>> Start

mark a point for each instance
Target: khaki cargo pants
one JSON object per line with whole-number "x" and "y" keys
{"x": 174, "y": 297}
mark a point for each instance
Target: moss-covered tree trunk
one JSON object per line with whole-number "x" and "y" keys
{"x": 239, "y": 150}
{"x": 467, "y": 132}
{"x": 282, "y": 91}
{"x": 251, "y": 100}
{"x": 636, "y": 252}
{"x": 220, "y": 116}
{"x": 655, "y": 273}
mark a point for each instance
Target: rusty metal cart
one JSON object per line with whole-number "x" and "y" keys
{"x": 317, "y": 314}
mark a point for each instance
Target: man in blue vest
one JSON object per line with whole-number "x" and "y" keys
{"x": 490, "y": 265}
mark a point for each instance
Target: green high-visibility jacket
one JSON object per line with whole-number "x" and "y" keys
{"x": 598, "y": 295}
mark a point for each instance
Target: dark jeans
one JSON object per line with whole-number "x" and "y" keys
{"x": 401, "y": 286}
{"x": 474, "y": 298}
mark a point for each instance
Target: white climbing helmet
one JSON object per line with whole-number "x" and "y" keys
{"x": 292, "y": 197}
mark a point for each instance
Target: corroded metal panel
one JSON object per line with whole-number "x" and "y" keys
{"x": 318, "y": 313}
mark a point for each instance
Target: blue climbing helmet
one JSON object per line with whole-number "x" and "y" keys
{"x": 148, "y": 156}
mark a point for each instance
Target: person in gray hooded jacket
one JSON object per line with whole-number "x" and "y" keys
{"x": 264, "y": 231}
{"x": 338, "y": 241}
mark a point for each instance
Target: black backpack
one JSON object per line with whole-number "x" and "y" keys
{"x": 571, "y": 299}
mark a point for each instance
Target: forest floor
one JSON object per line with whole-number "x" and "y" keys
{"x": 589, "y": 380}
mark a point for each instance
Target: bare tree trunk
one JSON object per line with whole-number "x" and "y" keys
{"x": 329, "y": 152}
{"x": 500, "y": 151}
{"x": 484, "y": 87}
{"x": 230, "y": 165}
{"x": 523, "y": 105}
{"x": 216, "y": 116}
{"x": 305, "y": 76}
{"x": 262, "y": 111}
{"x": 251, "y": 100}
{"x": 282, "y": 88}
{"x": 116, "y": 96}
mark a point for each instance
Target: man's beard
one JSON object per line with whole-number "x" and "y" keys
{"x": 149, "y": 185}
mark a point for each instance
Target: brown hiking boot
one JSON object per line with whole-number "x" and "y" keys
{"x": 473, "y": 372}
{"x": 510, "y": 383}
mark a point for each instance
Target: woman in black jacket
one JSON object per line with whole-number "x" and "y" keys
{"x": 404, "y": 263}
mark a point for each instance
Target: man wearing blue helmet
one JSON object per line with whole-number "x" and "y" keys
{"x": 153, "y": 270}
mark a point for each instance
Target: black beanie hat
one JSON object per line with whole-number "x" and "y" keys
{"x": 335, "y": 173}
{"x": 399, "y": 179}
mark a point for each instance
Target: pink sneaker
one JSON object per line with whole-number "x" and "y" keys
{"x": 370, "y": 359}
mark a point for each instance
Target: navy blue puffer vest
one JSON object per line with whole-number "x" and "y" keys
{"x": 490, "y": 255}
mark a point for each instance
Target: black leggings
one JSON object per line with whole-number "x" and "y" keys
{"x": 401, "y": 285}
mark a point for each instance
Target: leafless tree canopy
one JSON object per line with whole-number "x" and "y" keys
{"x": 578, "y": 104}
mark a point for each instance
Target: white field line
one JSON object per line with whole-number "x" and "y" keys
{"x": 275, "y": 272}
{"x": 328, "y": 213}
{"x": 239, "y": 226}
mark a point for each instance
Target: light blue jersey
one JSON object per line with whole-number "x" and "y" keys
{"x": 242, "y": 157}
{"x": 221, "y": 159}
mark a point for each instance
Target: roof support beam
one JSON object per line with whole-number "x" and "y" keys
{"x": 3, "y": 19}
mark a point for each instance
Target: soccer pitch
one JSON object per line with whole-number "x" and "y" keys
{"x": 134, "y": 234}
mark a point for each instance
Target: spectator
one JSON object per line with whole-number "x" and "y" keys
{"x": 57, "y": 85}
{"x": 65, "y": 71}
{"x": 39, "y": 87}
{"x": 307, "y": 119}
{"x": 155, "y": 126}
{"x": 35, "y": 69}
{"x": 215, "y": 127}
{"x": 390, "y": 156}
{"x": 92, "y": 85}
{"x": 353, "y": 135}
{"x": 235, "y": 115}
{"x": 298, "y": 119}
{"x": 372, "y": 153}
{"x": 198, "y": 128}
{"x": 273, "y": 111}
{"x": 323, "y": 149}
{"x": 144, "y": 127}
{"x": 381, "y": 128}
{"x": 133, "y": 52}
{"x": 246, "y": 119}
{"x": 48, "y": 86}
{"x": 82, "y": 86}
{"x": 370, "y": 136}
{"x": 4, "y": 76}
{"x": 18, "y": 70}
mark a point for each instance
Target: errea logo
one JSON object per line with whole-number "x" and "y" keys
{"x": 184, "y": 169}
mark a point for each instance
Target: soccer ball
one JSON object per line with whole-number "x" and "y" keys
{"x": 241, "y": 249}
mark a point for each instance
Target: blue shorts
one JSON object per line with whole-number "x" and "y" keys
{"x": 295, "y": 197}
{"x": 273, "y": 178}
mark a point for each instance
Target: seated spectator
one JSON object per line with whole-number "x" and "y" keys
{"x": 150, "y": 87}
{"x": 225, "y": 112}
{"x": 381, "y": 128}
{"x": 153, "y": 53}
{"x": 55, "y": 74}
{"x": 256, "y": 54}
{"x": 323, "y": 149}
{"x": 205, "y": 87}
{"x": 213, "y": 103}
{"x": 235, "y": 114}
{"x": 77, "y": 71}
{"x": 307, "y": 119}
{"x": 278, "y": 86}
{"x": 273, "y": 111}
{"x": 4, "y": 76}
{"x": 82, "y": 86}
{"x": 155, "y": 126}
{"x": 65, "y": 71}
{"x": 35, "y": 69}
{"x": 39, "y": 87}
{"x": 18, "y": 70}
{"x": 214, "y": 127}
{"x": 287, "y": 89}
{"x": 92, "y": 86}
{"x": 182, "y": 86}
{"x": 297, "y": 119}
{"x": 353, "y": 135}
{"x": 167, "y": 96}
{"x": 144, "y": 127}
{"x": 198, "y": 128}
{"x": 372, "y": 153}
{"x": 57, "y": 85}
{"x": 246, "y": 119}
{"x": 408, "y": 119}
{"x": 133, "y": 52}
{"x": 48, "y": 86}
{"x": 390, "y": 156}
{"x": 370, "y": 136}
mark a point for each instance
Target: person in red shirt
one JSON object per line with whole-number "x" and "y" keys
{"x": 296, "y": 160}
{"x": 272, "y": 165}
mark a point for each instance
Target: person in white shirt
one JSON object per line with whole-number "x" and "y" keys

>> End

WORK INSTRUCTIONS:
Reproduce the records above exactly.

EXERCISE ANSWER:
mark a point for each instance
Target: khaki cargo pants
one JSON object per line with whole-number "x" and "y" keys
{"x": 174, "y": 297}
mark a point for each instance
Target: moss-covered tree trunk
one JSON object per line with whole-number "x" and "y" keys
{"x": 239, "y": 150}
{"x": 467, "y": 132}
{"x": 282, "y": 91}
{"x": 251, "y": 100}
{"x": 636, "y": 252}
{"x": 220, "y": 116}
{"x": 655, "y": 273}
mark a point for each instance
Target: rusty metal cart
one JSON object per line with whole-number "x" and "y" keys
{"x": 317, "y": 314}
mark a point for each instance
Target: man in blue vest
one JSON object per line with whole-number "x" and "y" keys
{"x": 490, "y": 265}
mark a point for each instance
Target: green high-visibility jacket
one JSON object per line with whole-number "x" and "y" keys
{"x": 598, "y": 295}
mark a point for each instance
Target: dark jeans
one JSON object per line with whole-number "x" and "y" keys
{"x": 401, "y": 286}
{"x": 474, "y": 298}
mark a point for each instance
Target: white climbing helmet
one JSON object per line with whole-number "x" and "y" keys
{"x": 292, "y": 197}
mark a point for each instance
Target: corroded metal panel
one JSON object per line with whole-number "x" and "y" keys
{"x": 318, "y": 313}
mark a point for each instance
Target: blue climbing helmet
one JSON object per line with whole-number "x" and "y" keys
{"x": 148, "y": 156}
mark a point for each instance
Target: person in gray hooded jacket
one JSON object per line with whole-number "x" and "y" keys
{"x": 264, "y": 231}
{"x": 338, "y": 241}
mark a point for each instance
Target: black backpack
one JSON object per line with whole-number "x" and "y" keys
{"x": 571, "y": 299}
mark a point for each instance
Target: forest floor
one JSON object per line with whole-number "x" and "y" keys
{"x": 589, "y": 380}
mark a point for each instance
Target: bare tree trunk
one JSON object per line with whole-number "x" and "y" keys
{"x": 329, "y": 152}
{"x": 500, "y": 151}
{"x": 484, "y": 87}
{"x": 230, "y": 165}
{"x": 523, "y": 105}
{"x": 216, "y": 116}
{"x": 305, "y": 76}
{"x": 262, "y": 111}
{"x": 251, "y": 100}
{"x": 282, "y": 88}
{"x": 116, "y": 96}
mark a point for each instance
Target: man's beard
one JSON object per line with whole-number "x" and "y" keys
{"x": 149, "y": 185}
mark a point for each instance
Target: brown hiking boot
one JSON object per line with whole-number "x" and "y" keys
{"x": 473, "y": 372}
{"x": 510, "y": 383}
mark a point for each instance
Target: woman in black jacket
one JSON object per line with whole-number "x" and "y" keys
{"x": 404, "y": 263}
mark a point for each instance
Target: man wearing blue helmet
one JSON object per line with whole-number "x" and "y" keys
{"x": 153, "y": 270}
mark a point for each instance
Target: black beanie hat
one JSON object per line with whole-number "x" and "y" keys
{"x": 335, "y": 173}
{"x": 399, "y": 179}
mark a point for each instance
Target: pink sneaker
one JSON object per line with whole-number "x" and "y" keys
{"x": 370, "y": 359}
mark a point for each instance
Target: navy blue puffer vest
one JSON object per line with whole-number "x" and "y" keys
{"x": 490, "y": 255}
mark a point for each instance
Target: black leggings
one JSON object per line with whole-number "x" and "y" keys
{"x": 401, "y": 285}
mark a point for each instance
Target: leafless tree canopy
one JSON object per line with whole-number "x" and "y" keys
{"x": 578, "y": 104}
mark a point for each instance
Target: white field line
one JSON object per line with whole-number "x" and "y" keys
{"x": 275, "y": 272}
{"x": 328, "y": 213}
{"x": 239, "y": 226}
mark a point for each instance
Target: light blue jersey
one JSON object per line with whole-number "x" and "y" keys
{"x": 242, "y": 157}
{"x": 221, "y": 159}
mark a point for each instance
Target: roof support beam
one JSON object per line with whole-number "x" and "y" keys
{"x": 3, "y": 19}
mark a point for each instance
Target: soccer pitch
one JSON object per line with whole-number "x" and "y" keys
{"x": 134, "y": 234}
mark a point for each instance
Target: spectator
one JSON object per line with whole-number "x" and "y" keys
{"x": 57, "y": 85}
{"x": 65, "y": 71}
{"x": 39, "y": 87}
{"x": 307, "y": 119}
{"x": 155, "y": 126}
{"x": 35, "y": 69}
{"x": 215, "y": 127}
{"x": 390, "y": 156}
{"x": 92, "y": 85}
{"x": 353, "y": 135}
{"x": 235, "y": 115}
{"x": 298, "y": 119}
{"x": 372, "y": 153}
{"x": 198, "y": 128}
{"x": 273, "y": 111}
{"x": 323, "y": 149}
{"x": 144, "y": 127}
{"x": 381, "y": 128}
{"x": 133, "y": 52}
{"x": 246, "y": 119}
{"x": 48, "y": 86}
{"x": 82, "y": 86}
{"x": 370, "y": 136}
{"x": 4, "y": 76}
{"x": 18, "y": 70}
mark a point for each instance
Target: errea logo
one JSON object per line with whole-number "x" and "y" keys
{"x": 184, "y": 169}
mark a point for each instance
Target: soccer ball
one JSON object per line with whole-number "x" and "y" keys
{"x": 241, "y": 249}
mark a point for each instance
Target: blue shorts
one JSON object per line with whole-number "x" and "y" keys
{"x": 295, "y": 197}
{"x": 273, "y": 178}
mark a point for each instance
Target: seated spectator
one JSON object per line with whole-number "x" and "y" keys
{"x": 150, "y": 87}
{"x": 225, "y": 112}
{"x": 381, "y": 128}
{"x": 153, "y": 53}
{"x": 55, "y": 74}
{"x": 256, "y": 54}
{"x": 323, "y": 149}
{"x": 205, "y": 87}
{"x": 213, "y": 103}
{"x": 235, "y": 114}
{"x": 77, "y": 71}
{"x": 307, "y": 119}
{"x": 278, "y": 86}
{"x": 273, "y": 111}
{"x": 4, "y": 76}
{"x": 82, "y": 86}
{"x": 155, "y": 126}
{"x": 65, "y": 71}
{"x": 35, "y": 69}
{"x": 39, "y": 87}
{"x": 18, "y": 70}
{"x": 214, "y": 127}
{"x": 287, "y": 89}
{"x": 92, "y": 86}
{"x": 182, "y": 86}
{"x": 297, "y": 119}
{"x": 353, "y": 135}
{"x": 167, "y": 96}
{"x": 144, "y": 127}
{"x": 198, "y": 128}
{"x": 372, "y": 153}
{"x": 57, "y": 85}
{"x": 246, "y": 119}
{"x": 408, "y": 119}
{"x": 133, "y": 52}
{"x": 48, "y": 86}
{"x": 390, "y": 156}
{"x": 370, "y": 136}
mark a point for each instance
Target: person in red shirt
one JSON object per line with whole-number "x" and "y" keys
{"x": 296, "y": 160}
{"x": 272, "y": 165}
mark a point for each instance
Target: person in white shirt
one JSON object per line with whole-number "x" and "y" keys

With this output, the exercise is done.